Apologia del Sanremo contemporaneo

Festival Sanremo 2022Sanremo è, nelle parole degli organizzatori, il Festival della canzone italiana. Facile, no? Ogni anno per cinque giorni un gruppo di specialisti della canzone italiana, selezionati secondo certi criteri, si sfidano su un palco, per decretare un vincitore a cui spettano la gloria e – beh – un pochino di esposizione mediatica. Detto questo, che cos’è la “canzone italiana”? È una domanda a cui Sanremo non ha avuto molta facilità a dare risposta, ed è sul dare una risposta a questa domanda che si è fondata la rinascita di un festival a cui, non molto tempo fa, eravamo tutti pronti a fare il funerale.

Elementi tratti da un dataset

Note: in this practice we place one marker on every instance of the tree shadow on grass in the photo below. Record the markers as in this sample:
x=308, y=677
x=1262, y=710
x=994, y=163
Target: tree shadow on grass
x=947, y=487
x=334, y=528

• **Esercizi**:
(A) Secondo l'estratto su Sanremo, per quanti giorni all'anno si sfidano i partecipanti?
(B) Trascrivi dall'estratto su Sanremo il passo che comincia con "Festival Sanremo 2022Sanremo" e termina con "fare il funerale.".
(C) Prosegui l'estratto su Sanremo dal punto in cui si interrompe.
Il materiale non ha alcun ruolo in questo lavoro.

• **Risposte**:
(A) Per cinque giorni.

(B)
Festival Sanremo 2022Sanremo è, nelle parole degli organizzatori, il Festival della canzone italiana. Facile, no? Ogni anno per cinque giorni un gruppo di specialisti della canzone italiana, selezionati secondo certi criteri, si sfidano su un palco, per decretare un vincitore a cui spettano la gloria e – beh – un pochino di esposizione mediatica. Detto questo, che cos’è la “canzone italiana”? È una domanda a cui Sanremo non ha avuto molta facilità a dare risposta, ed è sul dare una risposta a questa domanda che si è fondata la rinascita di un festival a cui, non molto tempo fa, eravamo tutti pronti a fare il funerale.

(C)
Pippo Baudo Sanremo 2008

Pippo Baudo nel corso del suo ultimo Sanremo, nel 2008

Balzo indietro di 14 anni. È il primo marzo del 2008 e la sera andrà in onda la puntata finale del 58esimo Festival di Sanremo, ma ai vertici Rai si discute furiosamente e qualcuno è sulla griglia. Sono arrivati i dati Auditel: la serata precedente ha un umiliante share del 25,8%, ed è stata addirittura battuta negli indici d’ascolto dalla quinta puntata deI Cesaroni, su Canale 5. La rete ha puntato tutto sulla tradizione e ha perso. L’edizione precedente aveva visto il ritorno di Pippo Baudo, e quindi del classicismo sanremista più osservante, dopo qualche anno di relativa crisi della franchigia. Aveva avuto ottimi ascolti e sembrava essere la strada giusta da battere. Non lo era. La sera del primo marzo 2008 Pippo Baudo sale per l’ultima volta sul palco di Sanremo come presentatore del Festival.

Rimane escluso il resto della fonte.